* Description of the task *
Exactly as written, transcribe the lines that run from the one containing "positive clicks: (337, 26)" to the end of the records below.

Segment Start: Material for the task

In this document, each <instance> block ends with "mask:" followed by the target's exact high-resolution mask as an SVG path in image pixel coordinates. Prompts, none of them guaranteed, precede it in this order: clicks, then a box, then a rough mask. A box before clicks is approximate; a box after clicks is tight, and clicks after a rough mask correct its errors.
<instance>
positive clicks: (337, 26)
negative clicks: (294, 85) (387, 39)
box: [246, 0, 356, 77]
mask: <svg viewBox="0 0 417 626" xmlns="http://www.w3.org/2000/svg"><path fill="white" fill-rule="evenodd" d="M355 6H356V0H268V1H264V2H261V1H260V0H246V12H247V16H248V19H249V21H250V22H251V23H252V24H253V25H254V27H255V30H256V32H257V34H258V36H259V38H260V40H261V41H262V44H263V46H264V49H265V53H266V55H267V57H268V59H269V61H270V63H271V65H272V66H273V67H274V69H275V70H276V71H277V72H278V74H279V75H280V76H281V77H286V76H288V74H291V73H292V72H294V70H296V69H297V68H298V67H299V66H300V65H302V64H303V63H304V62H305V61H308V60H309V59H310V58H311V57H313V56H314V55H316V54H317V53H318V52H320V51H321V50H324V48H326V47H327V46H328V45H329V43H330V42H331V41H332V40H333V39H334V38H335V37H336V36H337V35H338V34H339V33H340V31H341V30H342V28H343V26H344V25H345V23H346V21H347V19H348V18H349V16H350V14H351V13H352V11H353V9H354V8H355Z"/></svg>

Segment End: Material for the task

* Solution *
positive clicks: (337, 26)
negative clicks: (294, 85) (387, 39)
box: [246, 0, 356, 77]
mask: <svg viewBox="0 0 417 626" xmlns="http://www.w3.org/2000/svg"><path fill="white" fill-rule="evenodd" d="M355 6H356V0H268V1H264V2H261V1H260V0H246V12H247V16H248V19H249V21H250V22H251V23H252V24H253V25H254V27H255V30H256V32H257V34H258V36H259V38H260V40H261V41H262V44H263V46H264V49H265V53H266V55H267V57H268V59H269V61H270V63H271V65H272V66H273V67H274V69H275V70H276V71H277V72H278V74H279V75H280V76H281V77H286V76H288V74H291V73H292V72H294V70H296V69H297V68H298V67H299V66H300V65H302V64H303V63H304V62H305V61H308V60H309V59H310V58H311V57H313V56H314V55H316V54H317V53H318V52H320V51H321V50H324V48H326V47H327V46H328V45H329V43H330V42H331V41H332V40H333V39H334V38H335V37H336V36H337V35H338V34H339V33H340V31H341V30H342V28H343V26H344V25H345V23H346V21H347V19H348V18H349V16H350V14H351V13H352V11H353V9H354V8H355Z"/></svg>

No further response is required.